──────── Data provided ────────

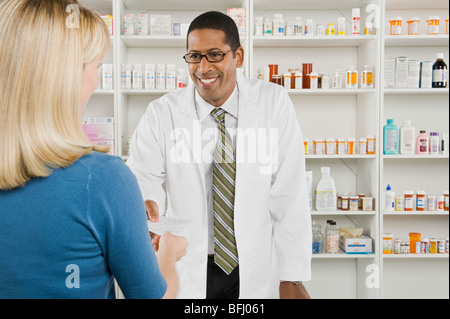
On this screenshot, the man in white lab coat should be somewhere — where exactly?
[127,12,312,299]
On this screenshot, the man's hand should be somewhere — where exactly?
[145,200,161,252]
[280,281,311,299]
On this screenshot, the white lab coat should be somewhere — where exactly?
[127,75,312,299]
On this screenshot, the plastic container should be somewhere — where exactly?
[406,17,420,35]
[409,233,424,254]
[383,233,394,255]
[383,119,399,155]
[389,17,403,35]
[416,130,430,155]
[400,120,416,156]
[427,16,441,35]
[316,167,336,211]
[384,184,395,212]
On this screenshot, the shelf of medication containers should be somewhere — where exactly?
[382,253,449,259]
[286,89,377,96]
[311,210,377,216]
[383,87,449,95]
[253,35,377,48]
[94,89,114,95]
[383,155,449,160]
[383,211,449,216]
[384,34,449,47]
[120,89,176,96]
[312,251,377,259]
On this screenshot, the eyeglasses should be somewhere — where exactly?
[183,49,233,63]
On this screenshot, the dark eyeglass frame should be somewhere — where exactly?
[183,49,236,64]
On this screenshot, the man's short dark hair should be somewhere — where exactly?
[186,11,241,52]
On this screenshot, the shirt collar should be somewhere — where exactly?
[194,84,238,121]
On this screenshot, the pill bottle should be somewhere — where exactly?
[313,137,325,155]
[409,233,421,254]
[430,238,438,254]
[403,191,414,212]
[102,64,113,90]
[264,17,272,36]
[345,65,358,89]
[325,137,336,155]
[331,70,342,89]
[436,195,445,212]
[367,135,377,155]
[358,137,367,155]
[394,238,402,255]
[406,17,420,35]
[427,16,440,35]
[326,23,336,35]
[361,65,373,89]
[341,195,350,210]
[420,238,430,254]
[294,71,303,90]
[133,64,142,89]
[383,233,394,254]
[337,17,345,35]
[309,72,319,90]
[347,137,356,155]
[255,17,264,36]
[336,137,345,155]
[144,63,155,89]
[416,191,426,212]
[395,196,403,212]
[389,17,403,35]
[283,72,292,90]
[120,63,131,89]
[348,195,359,211]
[427,194,436,212]
[438,239,446,254]
[303,137,309,155]
[444,190,449,212]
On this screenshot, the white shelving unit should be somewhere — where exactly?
[81,0,449,299]
[380,0,449,298]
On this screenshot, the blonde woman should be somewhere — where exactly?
[0,0,187,298]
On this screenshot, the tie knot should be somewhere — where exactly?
[211,108,226,124]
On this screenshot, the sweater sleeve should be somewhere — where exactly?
[87,157,167,299]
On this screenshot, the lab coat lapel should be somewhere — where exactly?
[173,83,206,201]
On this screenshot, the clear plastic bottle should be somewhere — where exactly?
[166,64,177,90]
[120,63,131,90]
[331,70,342,89]
[316,167,336,211]
[327,222,339,254]
[102,64,113,90]
[312,221,323,254]
[133,64,142,89]
[144,64,155,89]
[155,64,166,90]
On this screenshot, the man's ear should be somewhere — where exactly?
[236,47,244,68]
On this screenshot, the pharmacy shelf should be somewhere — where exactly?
[286,89,377,96]
[312,252,377,259]
[382,254,449,259]
[383,87,449,95]
[383,155,449,160]
[383,211,449,216]
[120,35,186,48]
[305,155,377,159]
[94,89,114,95]
[384,35,449,47]
[311,210,377,216]
[120,89,176,96]
[253,35,377,48]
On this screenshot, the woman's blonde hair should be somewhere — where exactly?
[0,0,111,190]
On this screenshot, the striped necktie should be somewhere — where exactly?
[211,108,239,275]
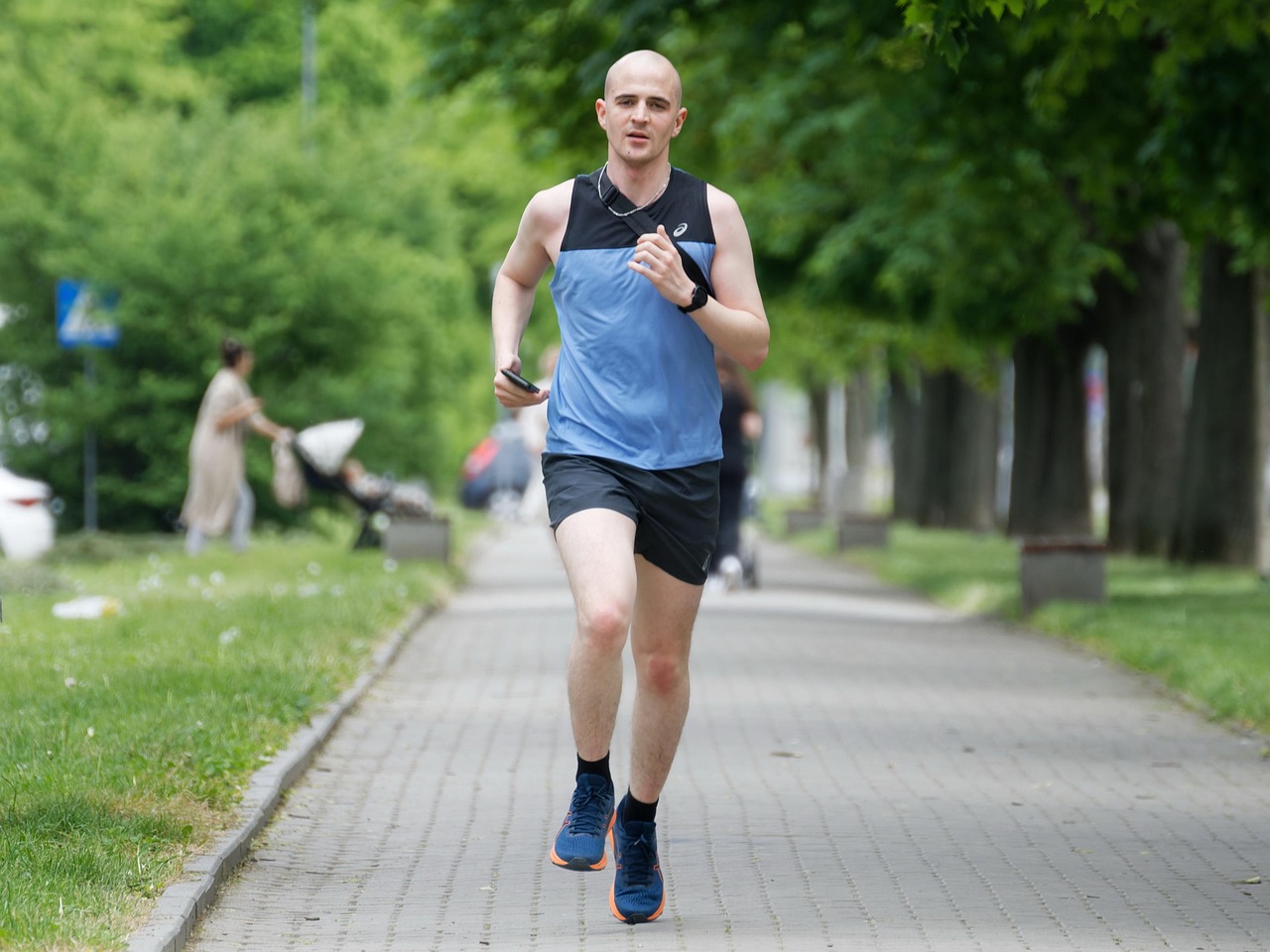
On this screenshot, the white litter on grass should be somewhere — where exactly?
[54,595,123,618]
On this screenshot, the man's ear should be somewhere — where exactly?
[671,107,689,139]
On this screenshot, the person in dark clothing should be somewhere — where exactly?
[712,352,763,589]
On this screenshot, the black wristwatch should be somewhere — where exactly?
[680,285,710,313]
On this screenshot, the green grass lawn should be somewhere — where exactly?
[0,522,467,949]
[767,517,1270,734]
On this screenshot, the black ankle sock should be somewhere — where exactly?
[574,754,613,783]
[622,787,657,822]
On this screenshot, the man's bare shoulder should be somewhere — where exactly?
[525,178,572,230]
[706,181,740,221]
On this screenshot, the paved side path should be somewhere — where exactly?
[179,527,1270,952]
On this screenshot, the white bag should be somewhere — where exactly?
[296,418,366,476]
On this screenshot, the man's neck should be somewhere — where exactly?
[604,156,671,205]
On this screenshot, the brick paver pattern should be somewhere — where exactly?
[190,526,1270,952]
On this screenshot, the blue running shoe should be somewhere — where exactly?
[608,808,666,925]
[552,774,613,872]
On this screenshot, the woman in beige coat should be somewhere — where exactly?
[181,337,294,554]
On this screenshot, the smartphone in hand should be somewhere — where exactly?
[503,369,539,394]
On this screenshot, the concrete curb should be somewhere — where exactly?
[127,607,436,952]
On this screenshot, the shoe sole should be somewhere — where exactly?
[608,825,666,925]
[548,810,617,872]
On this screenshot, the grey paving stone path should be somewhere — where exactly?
[174,526,1270,952]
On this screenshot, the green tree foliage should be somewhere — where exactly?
[0,0,546,528]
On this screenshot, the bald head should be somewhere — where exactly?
[604,50,684,109]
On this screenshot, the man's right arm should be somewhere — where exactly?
[491,181,572,407]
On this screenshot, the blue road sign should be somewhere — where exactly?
[58,278,119,346]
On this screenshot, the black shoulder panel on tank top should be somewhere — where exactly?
[560,169,715,253]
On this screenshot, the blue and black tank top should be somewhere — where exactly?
[546,169,722,470]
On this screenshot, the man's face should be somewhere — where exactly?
[595,59,687,165]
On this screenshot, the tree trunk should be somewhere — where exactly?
[1007,325,1091,536]
[808,386,829,508]
[1170,241,1262,565]
[889,371,922,522]
[917,371,997,531]
[843,371,875,513]
[1096,222,1187,556]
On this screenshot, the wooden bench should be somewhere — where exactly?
[1019,536,1107,615]
[381,516,449,562]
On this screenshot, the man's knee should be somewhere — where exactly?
[577,602,631,653]
[636,652,689,694]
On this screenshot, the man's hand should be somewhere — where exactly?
[494,357,552,410]
[626,225,696,307]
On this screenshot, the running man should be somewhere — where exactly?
[493,50,768,924]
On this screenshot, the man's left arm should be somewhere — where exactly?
[627,185,770,371]
[691,185,771,371]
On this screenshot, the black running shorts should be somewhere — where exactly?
[543,453,718,585]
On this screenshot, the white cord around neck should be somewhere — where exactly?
[595,162,675,218]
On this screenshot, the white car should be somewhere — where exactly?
[0,466,55,558]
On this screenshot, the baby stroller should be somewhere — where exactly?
[290,418,433,548]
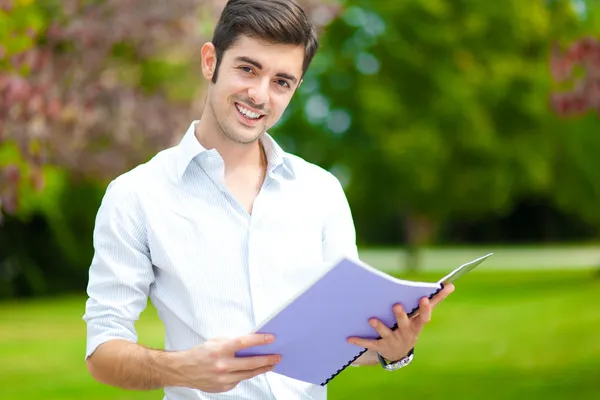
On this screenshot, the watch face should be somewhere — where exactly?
[379,354,413,371]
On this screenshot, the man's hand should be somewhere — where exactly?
[180,334,281,393]
[348,284,454,361]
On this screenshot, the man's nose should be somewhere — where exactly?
[248,79,270,105]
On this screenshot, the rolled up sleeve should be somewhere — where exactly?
[83,178,154,358]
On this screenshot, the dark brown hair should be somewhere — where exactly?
[212,0,319,83]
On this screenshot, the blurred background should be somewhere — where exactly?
[0,0,600,399]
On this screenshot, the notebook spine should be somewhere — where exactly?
[321,283,444,386]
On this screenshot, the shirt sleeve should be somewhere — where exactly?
[323,175,358,262]
[83,178,154,358]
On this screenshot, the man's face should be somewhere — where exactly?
[203,36,304,144]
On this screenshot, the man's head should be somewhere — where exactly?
[202,0,318,143]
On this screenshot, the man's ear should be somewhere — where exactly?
[201,42,217,81]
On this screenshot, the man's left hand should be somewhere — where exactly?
[348,284,454,361]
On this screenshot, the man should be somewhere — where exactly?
[84,0,452,400]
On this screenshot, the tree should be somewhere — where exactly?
[549,1,600,241]
[278,0,592,267]
[0,0,336,222]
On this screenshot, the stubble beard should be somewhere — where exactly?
[210,97,267,145]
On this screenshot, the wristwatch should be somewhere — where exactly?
[377,347,415,371]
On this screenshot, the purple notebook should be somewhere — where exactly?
[236,254,489,386]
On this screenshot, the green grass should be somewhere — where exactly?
[0,270,600,400]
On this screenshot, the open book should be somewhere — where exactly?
[236,253,491,386]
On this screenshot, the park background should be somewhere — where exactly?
[0,0,600,400]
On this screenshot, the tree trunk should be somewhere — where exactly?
[404,213,437,272]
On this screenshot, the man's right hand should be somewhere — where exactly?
[179,334,281,393]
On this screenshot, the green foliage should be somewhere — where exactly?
[0,0,45,70]
[280,0,596,248]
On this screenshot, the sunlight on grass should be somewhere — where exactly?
[0,270,600,400]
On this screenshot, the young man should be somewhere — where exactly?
[84,0,452,400]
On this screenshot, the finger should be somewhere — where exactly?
[369,318,393,338]
[227,354,281,372]
[224,333,275,352]
[431,283,454,308]
[415,297,432,330]
[394,304,410,331]
[227,366,274,383]
[348,337,380,351]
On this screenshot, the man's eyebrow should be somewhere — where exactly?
[235,56,262,69]
[235,56,298,84]
[275,72,298,84]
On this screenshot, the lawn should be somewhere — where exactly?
[0,270,600,400]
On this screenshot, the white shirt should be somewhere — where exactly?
[84,121,358,400]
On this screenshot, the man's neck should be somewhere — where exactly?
[195,116,266,173]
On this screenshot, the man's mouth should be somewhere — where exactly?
[235,103,265,120]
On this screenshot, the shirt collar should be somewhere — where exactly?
[177,121,296,179]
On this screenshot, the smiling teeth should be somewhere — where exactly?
[235,104,261,119]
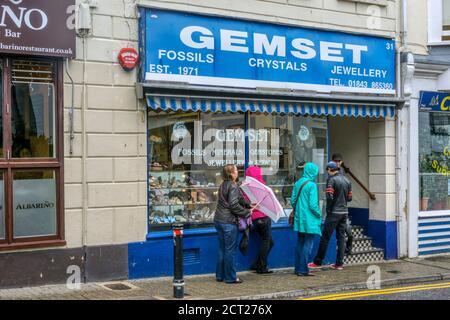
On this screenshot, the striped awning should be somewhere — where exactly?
[147,95,395,118]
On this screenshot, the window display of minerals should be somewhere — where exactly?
[148,112,328,229]
[148,112,245,228]
[419,112,450,211]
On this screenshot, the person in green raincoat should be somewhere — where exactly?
[291,162,322,276]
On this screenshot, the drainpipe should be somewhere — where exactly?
[395,0,414,257]
[395,0,407,257]
[66,59,75,156]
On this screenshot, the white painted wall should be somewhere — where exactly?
[64,0,396,247]
[329,117,369,208]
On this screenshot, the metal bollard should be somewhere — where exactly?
[172,223,184,299]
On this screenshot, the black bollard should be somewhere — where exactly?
[172,223,184,299]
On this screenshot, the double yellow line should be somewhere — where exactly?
[299,282,450,300]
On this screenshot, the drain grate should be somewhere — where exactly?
[104,283,132,291]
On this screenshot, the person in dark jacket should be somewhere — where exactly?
[308,161,352,270]
[245,166,274,274]
[214,165,251,283]
[331,153,353,254]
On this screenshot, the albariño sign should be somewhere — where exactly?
[0,0,76,58]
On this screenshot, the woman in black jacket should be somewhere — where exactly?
[214,165,251,283]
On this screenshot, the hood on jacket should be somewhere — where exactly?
[245,166,266,184]
[303,162,319,181]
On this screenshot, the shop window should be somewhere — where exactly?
[248,114,328,208]
[0,58,64,250]
[419,112,450,211]
[148,112,328,230]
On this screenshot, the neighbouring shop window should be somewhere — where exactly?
[0,58,64,250]
[148,112,245,228]
[13,170,56,238]
[419,112,450,211]
[249,114,328,214]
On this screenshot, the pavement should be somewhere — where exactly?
[0,255,450,300]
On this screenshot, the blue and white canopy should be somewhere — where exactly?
[147,95,395,118]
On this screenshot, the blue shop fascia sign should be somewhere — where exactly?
[139,8,395,94]
[419,91,450,112]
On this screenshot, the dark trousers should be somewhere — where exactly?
[345,219,353,253]
[252,218,274,271]
[295,232,316,274]
[314,214,348,265]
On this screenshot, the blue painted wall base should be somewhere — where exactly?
[128,223,336,279]
[368,220,398,260]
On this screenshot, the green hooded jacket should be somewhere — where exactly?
[291,162,322,235]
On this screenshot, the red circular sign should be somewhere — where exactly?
[119,48,139,71]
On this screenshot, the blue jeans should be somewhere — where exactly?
[295,232,315,274]
[215,221,239,282]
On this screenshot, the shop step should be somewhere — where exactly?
[352,225,366,239]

────────

*Job*.
Rescale the material from the line containing "On this screenshot, the man's nose" down through the line containing "[321,283,444,386]", both included. Reproduce every line, text and bounding-box lines alike, with each box coordinate multiplied by 1.15 and rounded to a whole number (halves round up), and output only those lines.

*Written answer*.
On this screenshot, the man's nose should be somewhere — where exactly?
[285,91,311,121]
On this screenshot, the rolled up sleeve should be somewhere — where exactly?
[95,205,177,412]
On this screenshot, the dark brown hair should be somewhere — where exactly?
[244,0,367,95]
On this screenshot, the blurred background should be somewhere — where exactly?
[0,0,690,459]
On this screenshot, the notebook spine should be somewhere — where exactly?
[369,325,511,444]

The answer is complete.